■ **WHAT THE TASK ASKS**: Print the records exactly as they are written.

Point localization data
- - - - - - -

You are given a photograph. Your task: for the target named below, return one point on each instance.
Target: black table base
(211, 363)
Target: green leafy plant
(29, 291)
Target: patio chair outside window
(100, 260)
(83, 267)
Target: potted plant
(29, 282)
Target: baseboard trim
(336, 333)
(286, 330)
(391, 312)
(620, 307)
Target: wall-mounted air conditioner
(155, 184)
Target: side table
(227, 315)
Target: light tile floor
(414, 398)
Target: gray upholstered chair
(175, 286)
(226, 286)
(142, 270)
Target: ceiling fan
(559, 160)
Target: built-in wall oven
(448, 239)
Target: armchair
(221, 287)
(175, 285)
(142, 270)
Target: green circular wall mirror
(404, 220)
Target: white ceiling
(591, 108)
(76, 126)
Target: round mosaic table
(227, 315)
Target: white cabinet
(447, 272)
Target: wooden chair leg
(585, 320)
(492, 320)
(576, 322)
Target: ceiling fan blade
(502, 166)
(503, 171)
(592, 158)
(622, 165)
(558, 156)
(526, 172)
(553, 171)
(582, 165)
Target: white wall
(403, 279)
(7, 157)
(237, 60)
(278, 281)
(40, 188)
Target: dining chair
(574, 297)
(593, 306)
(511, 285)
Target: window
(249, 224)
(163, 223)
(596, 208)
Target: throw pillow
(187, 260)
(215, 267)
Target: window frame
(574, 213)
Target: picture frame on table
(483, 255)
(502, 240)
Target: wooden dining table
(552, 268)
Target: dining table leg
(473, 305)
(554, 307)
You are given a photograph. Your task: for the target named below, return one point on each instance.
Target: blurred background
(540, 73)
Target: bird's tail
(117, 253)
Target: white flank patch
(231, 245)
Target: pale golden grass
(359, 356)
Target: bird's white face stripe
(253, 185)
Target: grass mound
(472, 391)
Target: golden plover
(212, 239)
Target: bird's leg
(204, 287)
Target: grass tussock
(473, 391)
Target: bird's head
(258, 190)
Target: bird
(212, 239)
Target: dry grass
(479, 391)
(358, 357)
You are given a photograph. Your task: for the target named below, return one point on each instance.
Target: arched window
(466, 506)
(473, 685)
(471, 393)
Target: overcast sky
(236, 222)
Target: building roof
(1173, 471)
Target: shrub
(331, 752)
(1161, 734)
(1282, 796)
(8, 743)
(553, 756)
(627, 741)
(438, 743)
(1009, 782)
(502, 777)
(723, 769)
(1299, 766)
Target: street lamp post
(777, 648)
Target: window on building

- - - - - - -

■ **YOUR RESPONSE**:
You are given a photograph. Your task: for the target named below, return one point on each instance.
Target: black table base
(211, 363)
Target: green leafy plant
(29, 291)
Target: patio chair outside window
(100, 260)
(83, 267)
Target: potted plant
(29, 282)
Target: baseboard trim
(336, 333)
(286, 330)
(391, 312)
(620, 307)
Target: wall-mounted air conditioner
(155, 184)
Target: side table
(227, 315)
Target: light tile floor
(414, 398)
Target: gray upholstered chair
(175, 286)
(226, 286)
(142, 270)
Target: ceiling fan
(559, 160)
Target: built-in wall oven
(448, 239)
Target: armchair
(221, 287)
(175, 285)
(142, 270)
Target: green circular wall mirror
(404, 220)
Target: white ceiling
(591, 108)
(76, 126)
Target: round mosaic table
(227, 315)
Target: white cabinet
(447, 272)
Target: wooden chair leg
(585, 320)
(492, 320)
(576, 322)
Target: ceiling fan blade
(502, 166)
(503, 171)
(592, 158)
(622, 165)
(558, 156)
(526, 172)
(553, 171)
(582, 165)
Target: white wall
(403, 279)
(7, 157)
(237, 60)
(278, 281)
(40, 188)
Target: dining chair
(574, 297)
(593, 306)
(511, 285)
Target: window
(249, 224)
(163, 223)
(596, 208)
Target: throw pillow
(187, 260)
(215, 267)
Target: window frame
(574, 213)
Target: picture frame on table
(483, 255)
(502, 240)
Target: wooden dining table
(552, 268)
Target: dining table leg
(473, 305)
(554, 307)
You are given a photograph. Your task: for the target named below, return one point on each instance.
Target: blurred background
(540, 73)
Target: bird's tail
(117, 253)
Target: white flank patch
(231, 245)
Target: pale golden grass
(359, 356)
Target: bird's white face stripe
(253, 185)
Target: grass mound
(472, 391)
Target: golden plover
(212, 239)
Target: bird's leg
(204, 287)
Target: grass tussock
(473, 391)
Target: bird's head
(258, 190)
Target: bird
(212, 239)
Target: dry grass
(479, 391)
(358, 357)
You are given a photograph. Your task: for the target named below, return one point on each instance.
Target: arched window
(466, 506)
(473, 685)
(471, 393)
Target: overcast sky
(236, 222)
Target: building roof
(1173, 471)
Target: shrub
(331, 752)
(1161, 734)
(1282, 796)
(8, 743)
(553, 756)
(627, 741)
(438, 743)
(1009, 782)
(502, 777)
(723, 769)
(1299, 766)
Target: street lamp post
(777, 648)
Target: window on building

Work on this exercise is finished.